Natural-language object grounding data
---
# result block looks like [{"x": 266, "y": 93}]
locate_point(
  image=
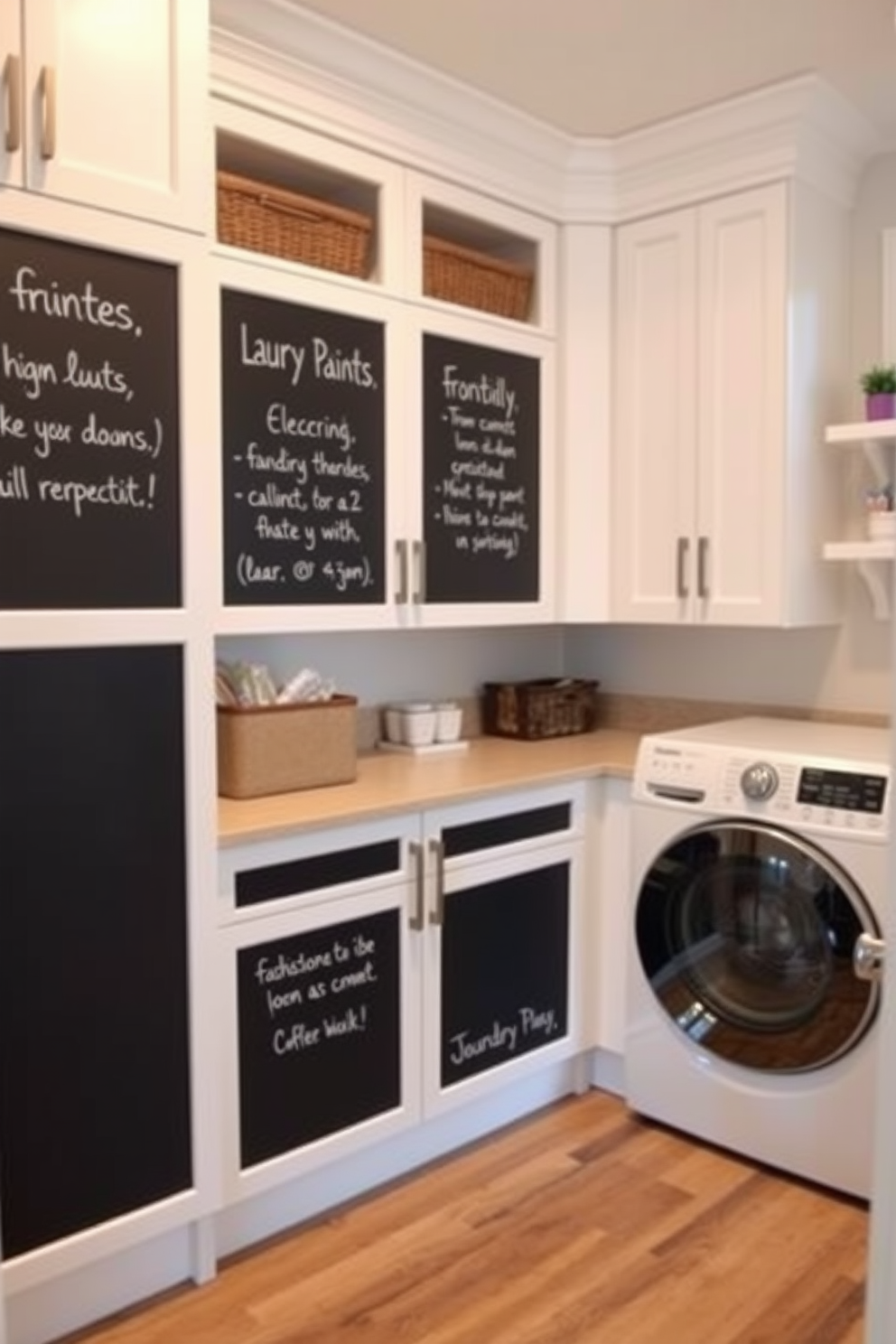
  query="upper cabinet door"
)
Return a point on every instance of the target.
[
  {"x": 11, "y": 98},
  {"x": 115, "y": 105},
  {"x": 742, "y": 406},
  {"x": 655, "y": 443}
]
---
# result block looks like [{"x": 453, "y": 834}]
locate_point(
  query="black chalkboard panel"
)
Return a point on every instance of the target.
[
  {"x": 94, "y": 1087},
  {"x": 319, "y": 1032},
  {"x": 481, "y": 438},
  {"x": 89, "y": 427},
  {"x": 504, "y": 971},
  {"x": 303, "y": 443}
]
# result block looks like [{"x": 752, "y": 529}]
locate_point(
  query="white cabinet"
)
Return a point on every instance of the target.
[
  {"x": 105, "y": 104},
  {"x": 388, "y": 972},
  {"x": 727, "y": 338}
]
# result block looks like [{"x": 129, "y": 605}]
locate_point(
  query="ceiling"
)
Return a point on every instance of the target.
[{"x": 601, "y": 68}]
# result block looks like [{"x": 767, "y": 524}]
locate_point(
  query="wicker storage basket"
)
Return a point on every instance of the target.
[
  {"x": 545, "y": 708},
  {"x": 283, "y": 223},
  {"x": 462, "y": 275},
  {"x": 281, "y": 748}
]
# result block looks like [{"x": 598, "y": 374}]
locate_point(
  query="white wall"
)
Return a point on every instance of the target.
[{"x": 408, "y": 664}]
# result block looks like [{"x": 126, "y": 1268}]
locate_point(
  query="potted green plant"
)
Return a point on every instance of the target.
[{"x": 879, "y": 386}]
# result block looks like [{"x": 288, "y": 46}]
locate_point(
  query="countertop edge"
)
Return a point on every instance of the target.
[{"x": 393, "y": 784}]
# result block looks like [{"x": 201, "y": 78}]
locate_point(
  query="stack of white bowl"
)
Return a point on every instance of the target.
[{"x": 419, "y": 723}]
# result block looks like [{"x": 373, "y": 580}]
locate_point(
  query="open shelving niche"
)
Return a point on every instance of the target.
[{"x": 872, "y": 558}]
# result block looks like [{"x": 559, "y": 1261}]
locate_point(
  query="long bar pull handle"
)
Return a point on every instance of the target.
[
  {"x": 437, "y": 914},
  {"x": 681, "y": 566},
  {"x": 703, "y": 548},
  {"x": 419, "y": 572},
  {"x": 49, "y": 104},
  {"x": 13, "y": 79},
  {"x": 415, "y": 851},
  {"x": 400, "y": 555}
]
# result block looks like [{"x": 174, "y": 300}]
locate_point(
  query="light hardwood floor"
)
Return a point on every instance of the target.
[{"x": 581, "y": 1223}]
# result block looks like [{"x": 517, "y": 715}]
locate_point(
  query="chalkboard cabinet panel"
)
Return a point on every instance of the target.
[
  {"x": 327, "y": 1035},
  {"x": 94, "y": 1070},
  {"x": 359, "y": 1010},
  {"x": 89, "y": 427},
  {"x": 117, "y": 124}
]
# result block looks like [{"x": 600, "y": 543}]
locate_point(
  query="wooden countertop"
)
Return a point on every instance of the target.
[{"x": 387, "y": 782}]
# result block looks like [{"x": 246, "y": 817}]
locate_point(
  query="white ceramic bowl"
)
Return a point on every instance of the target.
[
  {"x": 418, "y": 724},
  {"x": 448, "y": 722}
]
---
_PROBLEM STATEMENT_:
Filter the records above down to the lines containing "countertop".

_EXERCISE RESULT_:
  query="countertop edge"
  query="wooden countertop"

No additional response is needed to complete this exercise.